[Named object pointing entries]

* * * * * * * * *

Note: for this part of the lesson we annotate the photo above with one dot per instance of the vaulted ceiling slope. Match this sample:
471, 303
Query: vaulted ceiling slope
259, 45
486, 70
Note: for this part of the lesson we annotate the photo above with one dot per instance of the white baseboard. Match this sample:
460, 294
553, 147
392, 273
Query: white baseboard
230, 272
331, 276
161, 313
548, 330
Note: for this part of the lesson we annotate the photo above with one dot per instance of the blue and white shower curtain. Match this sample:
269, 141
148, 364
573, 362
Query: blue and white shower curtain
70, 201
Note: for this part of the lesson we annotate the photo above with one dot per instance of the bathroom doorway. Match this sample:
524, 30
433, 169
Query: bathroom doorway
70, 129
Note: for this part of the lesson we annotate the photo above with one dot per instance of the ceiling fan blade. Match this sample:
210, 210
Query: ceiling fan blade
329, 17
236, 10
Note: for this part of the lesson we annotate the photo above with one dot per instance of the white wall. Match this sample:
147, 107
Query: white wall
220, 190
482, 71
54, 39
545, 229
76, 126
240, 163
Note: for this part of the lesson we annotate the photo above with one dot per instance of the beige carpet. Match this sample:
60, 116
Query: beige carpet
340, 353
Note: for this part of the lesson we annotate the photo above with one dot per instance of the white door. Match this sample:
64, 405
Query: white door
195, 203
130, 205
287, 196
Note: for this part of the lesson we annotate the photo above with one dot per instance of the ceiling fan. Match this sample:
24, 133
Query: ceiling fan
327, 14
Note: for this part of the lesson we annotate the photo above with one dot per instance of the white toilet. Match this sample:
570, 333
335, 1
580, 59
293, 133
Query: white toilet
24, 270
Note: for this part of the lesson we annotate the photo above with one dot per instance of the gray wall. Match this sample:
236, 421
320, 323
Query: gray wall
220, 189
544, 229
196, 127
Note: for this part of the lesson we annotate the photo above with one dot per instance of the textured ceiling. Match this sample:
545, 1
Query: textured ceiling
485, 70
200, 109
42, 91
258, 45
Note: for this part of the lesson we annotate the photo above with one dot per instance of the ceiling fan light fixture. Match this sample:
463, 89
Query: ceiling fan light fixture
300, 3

* * * * * * * * *

→ **Problem**:
Output every record above exactly as it appears.

→ **Output for this task**:
Note: for this part of the lesson we annotate the photo above with one dot per instance of the vaulted ceiling slope. Match this sample:
471, 303
Query: vaulted ceiling slope
259, 45
486, 70
Note: for this part of the lesson we annotate the photo above with one dot per instance of the white baseboard. Match this sample:
460, 294
553, 147
392, 273
Query: white baseboard
230, 272
331, 276
161, 313
548, 330
Note: for this part of the lesson we annotate the photo above with one dot per instance of the blue and white shower curtain. Match this sample:
269, 141
148, 364
573, 362
Query: blue and white shower curtain
70, 201
Note: for this part of the lesson we annotate the photo above with one dot per instance of the bathroom doorway. Match this sample:
524, 30
433, 169
Query: bathroom doorway
70, 129
Note: for this part of the lesson we annotate the photo above with one dot per instance of the ceiling fan blade. Match this sample:
210, 210
Query: ceiling fan blade
329, 17
236, 10
Note: for this part of the lesson we annotate the photo above with one dot per instance of the white wall. Match this sample:
147, 107
Query: white wall
220, 190
482, 71
54, 39
545, 229
76, 126
240, 163
Note: for this part of the lesson we annotate the photo above with one dot per instance of the beige carpet. Match this sample:
60, 116
Query: beige carpet
340, 353
Note: for this part of the lesson we annotate the photo above with one dot per instance of the white door. Match this sample:
64, 405
Query: white door
195, 203
130, 205
287, 196
Note: for this part of the lesson we annotate the photo above with one dot per instance of the ceiling fan. Match this sample:
24, 133
Query: ceiling fan
327, 14
Note: for this part of the lesson we annotate the photo above with one dot per instance of the white toilet. Match this sample:
570, 333
335, 1
580, 59
293, 133
Query: white toilet
24, 270
Note: for this part of the lesson we annotate the photo above with one dot per instance of the gray wall. Match this sample:
236, 421
320, 323
Query: gray wall
220, 189
544, 229
196, 127
Note: for this part of the lesson we annotate the photo above with one dot per instance of the textured ceiling. Match this sample:
545, 1
Query: textured ceiling
485, 70
200, 109
42, 91
258, 45
Note: for this part of the lesson we annotate the photo above with one dot per instance of the ceiling fan light fixture. Match this sample:
463, 89
Query: ceiling fan light fixture
300, 3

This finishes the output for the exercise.